◆ SELECTED EXCERPT
START

2024 Swiss Ice Hockey Games (Euro Hockey Games)

Tournament details
- Host countries: Switzerland Czechia
- Cities: Fribourg Pardubice
- Venues: 2 (in 2 host cities)
- Dates: 12–15 December 2024
- Teams: 4

Final positions
- Champions: Czech Republic (1st title)
- Runners-up: Finland
- Third place: Sweden
- Fourth place: Switzerland

Tournament statistics
- Games played: 6
- Goals scored: 34 (5.67 per game)
- Attendance: 31,813 (5,302 per game)
- Scoring leader(s): Filip Zadina Lucas Wallmark (4 points)

= 2024 Swiss Ice Hockey Games =

The 2024 Swiss Ice Hockey Games was played between 12 and 15 December 2024. The Czech Republic, Finland, Sweden and Switzerland played a round-robin for a total of three games per team and six games in total. Five of the games were played in Zürich, Switzerland and one game in Pardubice, Czech Republic. The tournament was won by Sweden. The tournament was part of the 2024–25 Euro Hockey Tour.

==Standings==

| Pos | Team | Pld | W | OTW | OTL | L | GF | GA | GD | Pts |
|---|---|---|---|---|---|---|---|---|---|---|
| 1 | Czech Republic | 3 | 3 | 0 | 0 | 0 | 10 | 4 | +6 | 9 |
| 2 | Finland | 3 | 1 | 0 | 0 | 2 | 4 | 4 | 0 | 3 |
| 3 | Sweden | 3 | 1 | 0 | 0 | 2 | 7 | 9 | −2 | 3 |
| 4 | Switzerland | 3 | 1 | 0 | 0 | 2 | 2 | 6 | −4 | 3 |

==Games==
All times are local.

END

◆ REQUIRED TASK 1
Which players does the article on the 2024 Swiss Ice Hockey Games list as scoring leaders?

◆ DATA RECORDS

START

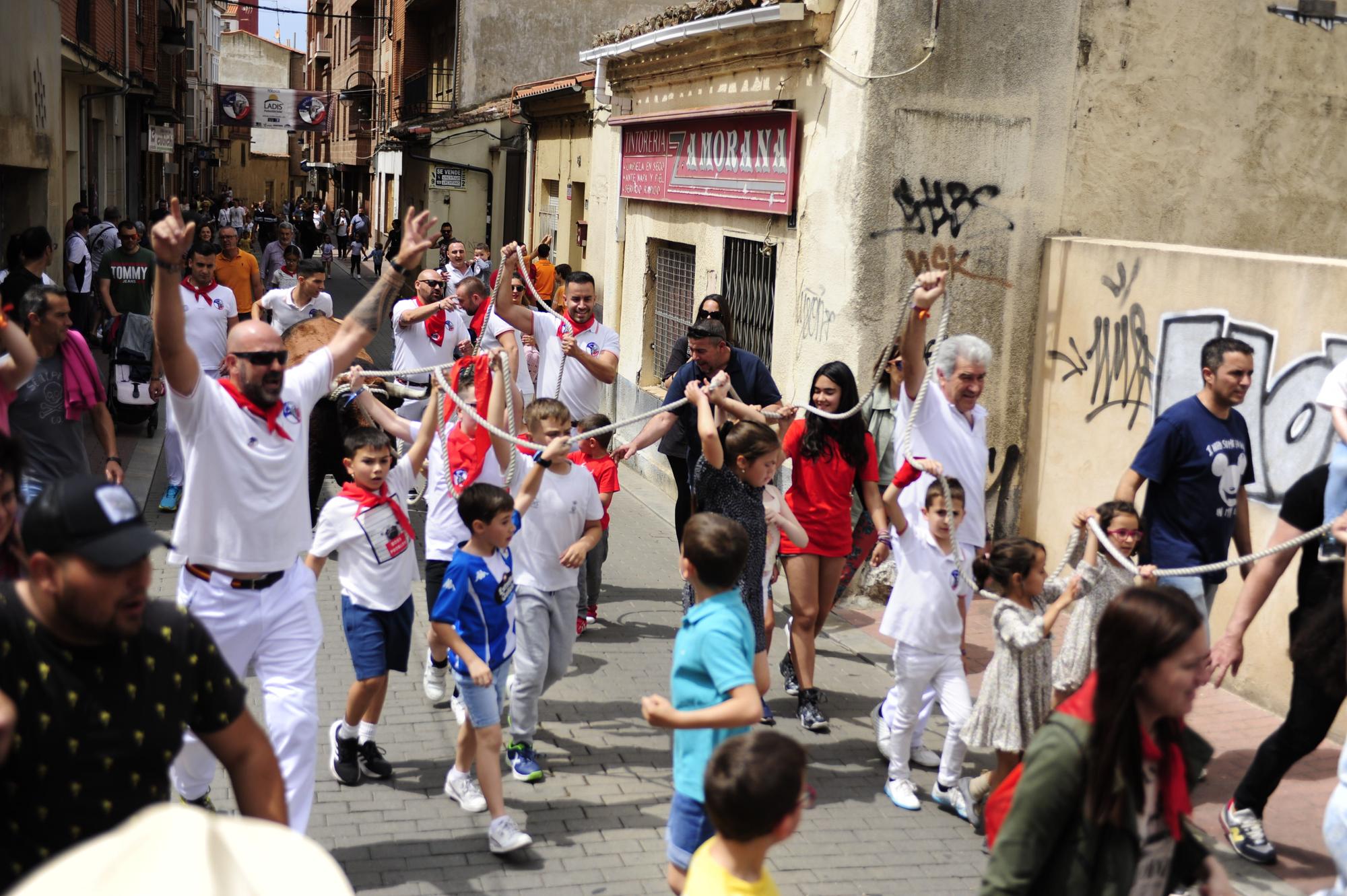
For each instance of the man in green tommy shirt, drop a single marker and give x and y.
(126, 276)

END
START

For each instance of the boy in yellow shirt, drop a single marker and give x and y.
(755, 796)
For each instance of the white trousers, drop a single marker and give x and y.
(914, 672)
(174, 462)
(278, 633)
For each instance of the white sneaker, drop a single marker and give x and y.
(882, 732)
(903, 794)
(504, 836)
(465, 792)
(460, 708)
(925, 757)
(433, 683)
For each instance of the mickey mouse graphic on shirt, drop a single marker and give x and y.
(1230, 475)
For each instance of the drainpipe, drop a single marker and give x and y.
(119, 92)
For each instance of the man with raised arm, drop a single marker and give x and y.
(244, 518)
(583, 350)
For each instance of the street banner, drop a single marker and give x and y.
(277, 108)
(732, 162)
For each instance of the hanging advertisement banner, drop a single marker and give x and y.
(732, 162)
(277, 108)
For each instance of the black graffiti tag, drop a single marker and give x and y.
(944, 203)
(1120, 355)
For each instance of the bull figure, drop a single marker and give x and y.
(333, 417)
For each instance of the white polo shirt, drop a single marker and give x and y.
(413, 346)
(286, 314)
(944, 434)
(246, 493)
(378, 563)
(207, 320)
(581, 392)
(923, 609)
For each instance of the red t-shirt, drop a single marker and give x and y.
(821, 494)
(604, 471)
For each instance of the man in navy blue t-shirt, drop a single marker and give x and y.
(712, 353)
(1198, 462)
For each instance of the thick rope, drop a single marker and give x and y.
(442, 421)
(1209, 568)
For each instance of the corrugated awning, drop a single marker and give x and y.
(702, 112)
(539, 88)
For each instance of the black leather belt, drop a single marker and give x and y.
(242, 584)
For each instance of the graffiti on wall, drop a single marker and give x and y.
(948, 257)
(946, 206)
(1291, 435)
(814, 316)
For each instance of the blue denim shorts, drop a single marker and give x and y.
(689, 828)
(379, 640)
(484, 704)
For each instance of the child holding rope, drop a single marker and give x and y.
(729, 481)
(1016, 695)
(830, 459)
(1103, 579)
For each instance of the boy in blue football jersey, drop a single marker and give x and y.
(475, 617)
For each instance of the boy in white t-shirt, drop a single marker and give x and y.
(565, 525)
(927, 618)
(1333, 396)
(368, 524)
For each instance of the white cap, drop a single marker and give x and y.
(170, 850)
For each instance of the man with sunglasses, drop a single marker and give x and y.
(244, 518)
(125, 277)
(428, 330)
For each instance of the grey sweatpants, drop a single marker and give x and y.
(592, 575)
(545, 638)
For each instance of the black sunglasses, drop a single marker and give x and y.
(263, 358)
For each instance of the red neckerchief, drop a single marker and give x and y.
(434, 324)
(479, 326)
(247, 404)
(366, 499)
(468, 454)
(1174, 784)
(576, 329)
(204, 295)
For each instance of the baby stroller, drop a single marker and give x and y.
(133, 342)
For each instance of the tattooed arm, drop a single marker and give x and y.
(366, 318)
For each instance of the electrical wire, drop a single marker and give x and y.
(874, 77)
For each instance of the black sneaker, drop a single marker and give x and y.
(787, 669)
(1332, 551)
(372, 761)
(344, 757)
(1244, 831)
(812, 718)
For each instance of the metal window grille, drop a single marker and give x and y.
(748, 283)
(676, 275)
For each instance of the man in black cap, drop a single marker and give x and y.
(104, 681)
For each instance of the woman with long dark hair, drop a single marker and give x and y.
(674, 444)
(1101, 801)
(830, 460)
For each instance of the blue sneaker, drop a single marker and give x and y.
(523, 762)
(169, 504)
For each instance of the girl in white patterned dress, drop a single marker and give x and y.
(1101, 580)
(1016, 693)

END

◆ REQUIRED TASK 2
Convert the part of the entries that opens with the line containing "For each instance of the baby" and closes with the line containing "(1016, 693)" into a Markdown table with the columns Row and Line. Number each row and leave out blank lines.

◆ TASK SOLUTION 1
Filip Zadina and Lucas Wallmark, with 4 points.

◆ TASK SOLUTION 2
| Row | Line |
|---|---|
| 1 | For each instance of the baby stroller, drop a single marker and give x and y. |
| 2 | (133, 342) |
| 3 | For each instance of the tattooed arm, drop a single marker and give x and y. |
| 4 | (366, 318) |
| 5 | For each instance of the electrical wire, drop a single marker and give x and y. |
| 6 | (874, 77) |
| 7 | For each instance of the black sneaker, drop a single marker and give x and y. |
| 8 | (787, 669) |
| 9 | (1332, 551) |
| 10 | (372, 761) |
| 11 | (344, 757) |
| 12 | (1244, 831) |
| 13 | (812, 718) |
| 14 | For each instance of the metal window grille, drop a single marker and give x and y. |
| 15 | (748, 283) |
| 16 | (676, 275) |
| 17 | For each instance of the man in black cap, drop a single marker and give x and y. |
| 18 | (104, 681) |
| 19 | For each instance of the woman with long dark hair, drop a single marker and give x and y. |
| 20 | (674, 444) |
| 21 | (1101, 801) |
| 22 | (830, 460) |
| 23 | For each instance of the blue sneaker, drop a single marker and give x and y. |
| 24 | (523, 762) |
| 25 | (169, 504) |
| 26 | For each instance of the girl in white patterned dress, drop a single marker and give x and y. |
| 27 | (1101, 580) |
| 28 | (1016, 693) |